Stated task: Which lines in the items below contain the string "gray"? Copy each of those lines.

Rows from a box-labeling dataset
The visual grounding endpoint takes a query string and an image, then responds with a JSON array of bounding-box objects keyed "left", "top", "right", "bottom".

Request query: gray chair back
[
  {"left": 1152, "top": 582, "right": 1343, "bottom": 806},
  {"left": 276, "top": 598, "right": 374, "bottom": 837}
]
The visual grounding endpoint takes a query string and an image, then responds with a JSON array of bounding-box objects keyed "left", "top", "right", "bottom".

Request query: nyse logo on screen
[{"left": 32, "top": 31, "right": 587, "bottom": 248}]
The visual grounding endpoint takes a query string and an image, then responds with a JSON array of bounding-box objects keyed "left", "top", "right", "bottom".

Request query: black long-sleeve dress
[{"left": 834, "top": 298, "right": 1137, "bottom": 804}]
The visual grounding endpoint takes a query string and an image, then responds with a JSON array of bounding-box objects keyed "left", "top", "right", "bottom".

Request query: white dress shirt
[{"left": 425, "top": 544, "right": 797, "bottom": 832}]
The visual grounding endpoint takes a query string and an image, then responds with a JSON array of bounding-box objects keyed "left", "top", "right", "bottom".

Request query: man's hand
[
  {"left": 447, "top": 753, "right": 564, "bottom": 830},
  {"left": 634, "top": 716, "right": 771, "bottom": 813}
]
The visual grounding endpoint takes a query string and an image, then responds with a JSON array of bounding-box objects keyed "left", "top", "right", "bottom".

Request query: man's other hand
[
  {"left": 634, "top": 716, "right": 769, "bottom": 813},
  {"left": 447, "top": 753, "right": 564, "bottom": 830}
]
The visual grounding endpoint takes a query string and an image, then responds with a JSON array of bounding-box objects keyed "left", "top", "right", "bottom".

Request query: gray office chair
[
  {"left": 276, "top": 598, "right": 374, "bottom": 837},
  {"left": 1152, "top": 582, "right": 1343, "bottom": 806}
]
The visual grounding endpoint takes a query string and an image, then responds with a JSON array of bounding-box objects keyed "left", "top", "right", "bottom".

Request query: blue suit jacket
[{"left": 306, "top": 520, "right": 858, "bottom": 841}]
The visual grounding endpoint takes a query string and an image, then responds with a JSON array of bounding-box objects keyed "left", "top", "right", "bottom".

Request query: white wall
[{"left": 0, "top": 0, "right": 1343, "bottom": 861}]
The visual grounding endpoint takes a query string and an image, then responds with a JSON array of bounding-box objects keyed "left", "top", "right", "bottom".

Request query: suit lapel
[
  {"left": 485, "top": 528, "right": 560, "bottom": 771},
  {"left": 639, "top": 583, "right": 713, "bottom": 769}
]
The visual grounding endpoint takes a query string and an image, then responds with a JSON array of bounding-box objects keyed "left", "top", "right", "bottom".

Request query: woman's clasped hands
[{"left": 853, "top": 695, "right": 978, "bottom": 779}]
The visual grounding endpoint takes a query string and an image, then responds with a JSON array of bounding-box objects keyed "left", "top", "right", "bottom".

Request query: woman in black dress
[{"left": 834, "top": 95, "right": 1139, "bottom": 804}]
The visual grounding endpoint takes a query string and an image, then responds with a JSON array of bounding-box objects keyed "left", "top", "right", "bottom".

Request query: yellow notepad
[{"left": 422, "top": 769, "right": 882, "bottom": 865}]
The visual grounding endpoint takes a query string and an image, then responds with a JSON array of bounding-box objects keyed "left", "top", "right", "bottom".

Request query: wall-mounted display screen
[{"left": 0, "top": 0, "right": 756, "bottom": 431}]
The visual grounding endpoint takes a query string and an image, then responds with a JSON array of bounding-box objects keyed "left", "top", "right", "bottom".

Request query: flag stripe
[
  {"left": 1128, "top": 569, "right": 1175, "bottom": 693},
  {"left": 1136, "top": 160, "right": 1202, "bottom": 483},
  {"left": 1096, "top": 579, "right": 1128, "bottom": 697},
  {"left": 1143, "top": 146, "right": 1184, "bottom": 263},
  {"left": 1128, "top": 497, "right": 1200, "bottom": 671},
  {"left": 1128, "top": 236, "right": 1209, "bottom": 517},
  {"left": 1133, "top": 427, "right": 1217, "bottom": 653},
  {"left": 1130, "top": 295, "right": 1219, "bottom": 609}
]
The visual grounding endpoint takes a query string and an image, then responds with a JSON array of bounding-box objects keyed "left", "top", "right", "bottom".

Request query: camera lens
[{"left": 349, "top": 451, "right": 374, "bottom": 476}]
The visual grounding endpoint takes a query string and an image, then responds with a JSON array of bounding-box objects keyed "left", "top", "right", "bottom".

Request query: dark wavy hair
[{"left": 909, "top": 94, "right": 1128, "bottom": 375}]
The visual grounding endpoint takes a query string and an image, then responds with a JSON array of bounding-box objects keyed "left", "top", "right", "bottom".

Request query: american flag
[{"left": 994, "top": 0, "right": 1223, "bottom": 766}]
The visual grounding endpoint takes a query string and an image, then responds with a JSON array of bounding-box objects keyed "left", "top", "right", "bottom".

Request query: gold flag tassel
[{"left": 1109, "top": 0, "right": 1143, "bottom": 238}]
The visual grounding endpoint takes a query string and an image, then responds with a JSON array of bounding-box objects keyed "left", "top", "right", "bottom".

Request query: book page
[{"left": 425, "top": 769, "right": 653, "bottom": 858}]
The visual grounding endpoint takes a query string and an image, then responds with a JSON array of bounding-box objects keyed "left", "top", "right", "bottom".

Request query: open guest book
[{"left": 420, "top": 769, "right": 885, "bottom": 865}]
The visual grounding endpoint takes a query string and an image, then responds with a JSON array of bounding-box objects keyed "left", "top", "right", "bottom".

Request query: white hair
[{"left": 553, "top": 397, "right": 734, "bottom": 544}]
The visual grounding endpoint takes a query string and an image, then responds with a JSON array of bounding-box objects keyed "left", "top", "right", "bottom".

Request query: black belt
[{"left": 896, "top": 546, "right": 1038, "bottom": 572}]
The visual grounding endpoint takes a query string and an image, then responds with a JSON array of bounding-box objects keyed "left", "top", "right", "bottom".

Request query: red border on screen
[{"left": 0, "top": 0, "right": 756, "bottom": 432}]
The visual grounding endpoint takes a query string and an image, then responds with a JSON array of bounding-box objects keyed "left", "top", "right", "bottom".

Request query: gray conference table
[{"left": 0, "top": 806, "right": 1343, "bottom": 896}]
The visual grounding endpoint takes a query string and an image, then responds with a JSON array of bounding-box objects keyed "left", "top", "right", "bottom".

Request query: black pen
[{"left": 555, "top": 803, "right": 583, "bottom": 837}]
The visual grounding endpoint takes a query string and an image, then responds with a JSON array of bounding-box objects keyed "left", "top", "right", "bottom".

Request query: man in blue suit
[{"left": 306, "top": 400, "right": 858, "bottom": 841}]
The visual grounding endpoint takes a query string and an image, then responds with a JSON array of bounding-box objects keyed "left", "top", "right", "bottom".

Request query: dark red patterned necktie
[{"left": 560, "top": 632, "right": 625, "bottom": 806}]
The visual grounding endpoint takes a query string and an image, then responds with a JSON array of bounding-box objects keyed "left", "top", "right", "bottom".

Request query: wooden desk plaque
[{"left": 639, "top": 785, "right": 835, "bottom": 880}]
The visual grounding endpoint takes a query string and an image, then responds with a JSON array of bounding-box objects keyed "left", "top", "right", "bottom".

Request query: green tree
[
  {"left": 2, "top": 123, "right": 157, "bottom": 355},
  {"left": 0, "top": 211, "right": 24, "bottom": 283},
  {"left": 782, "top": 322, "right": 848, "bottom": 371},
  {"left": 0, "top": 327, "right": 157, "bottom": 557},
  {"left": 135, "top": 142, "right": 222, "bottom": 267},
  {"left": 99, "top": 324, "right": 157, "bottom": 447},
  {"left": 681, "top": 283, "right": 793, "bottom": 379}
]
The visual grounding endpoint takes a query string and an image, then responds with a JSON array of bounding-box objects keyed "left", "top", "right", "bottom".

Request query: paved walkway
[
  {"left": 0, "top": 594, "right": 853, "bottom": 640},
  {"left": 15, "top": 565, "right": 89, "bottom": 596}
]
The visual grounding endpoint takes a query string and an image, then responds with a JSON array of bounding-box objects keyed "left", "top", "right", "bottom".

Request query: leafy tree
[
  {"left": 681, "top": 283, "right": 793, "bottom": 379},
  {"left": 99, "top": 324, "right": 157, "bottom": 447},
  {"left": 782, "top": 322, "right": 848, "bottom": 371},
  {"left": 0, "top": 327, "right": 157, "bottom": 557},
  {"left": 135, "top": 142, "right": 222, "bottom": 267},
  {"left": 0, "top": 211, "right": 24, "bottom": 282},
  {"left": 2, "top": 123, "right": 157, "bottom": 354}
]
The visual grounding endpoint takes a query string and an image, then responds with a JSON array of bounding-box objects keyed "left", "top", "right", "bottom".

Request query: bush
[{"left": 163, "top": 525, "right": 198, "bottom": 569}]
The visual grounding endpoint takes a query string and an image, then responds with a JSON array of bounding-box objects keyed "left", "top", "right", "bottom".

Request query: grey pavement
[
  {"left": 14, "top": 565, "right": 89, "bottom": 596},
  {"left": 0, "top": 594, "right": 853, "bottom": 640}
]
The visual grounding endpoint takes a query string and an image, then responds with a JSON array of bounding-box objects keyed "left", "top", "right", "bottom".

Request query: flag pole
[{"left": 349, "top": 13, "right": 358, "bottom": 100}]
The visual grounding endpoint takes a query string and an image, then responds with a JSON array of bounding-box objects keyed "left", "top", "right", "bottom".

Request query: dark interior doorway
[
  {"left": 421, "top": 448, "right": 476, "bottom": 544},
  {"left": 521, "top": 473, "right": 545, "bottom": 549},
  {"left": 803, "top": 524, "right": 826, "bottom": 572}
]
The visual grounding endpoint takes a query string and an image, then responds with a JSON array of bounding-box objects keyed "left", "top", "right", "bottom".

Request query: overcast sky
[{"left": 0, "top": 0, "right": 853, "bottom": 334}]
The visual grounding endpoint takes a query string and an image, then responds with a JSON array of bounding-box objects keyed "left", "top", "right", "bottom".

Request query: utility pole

Final answer:
Request query: gray chair back
Request query: gray office chair
Request query: gray conference table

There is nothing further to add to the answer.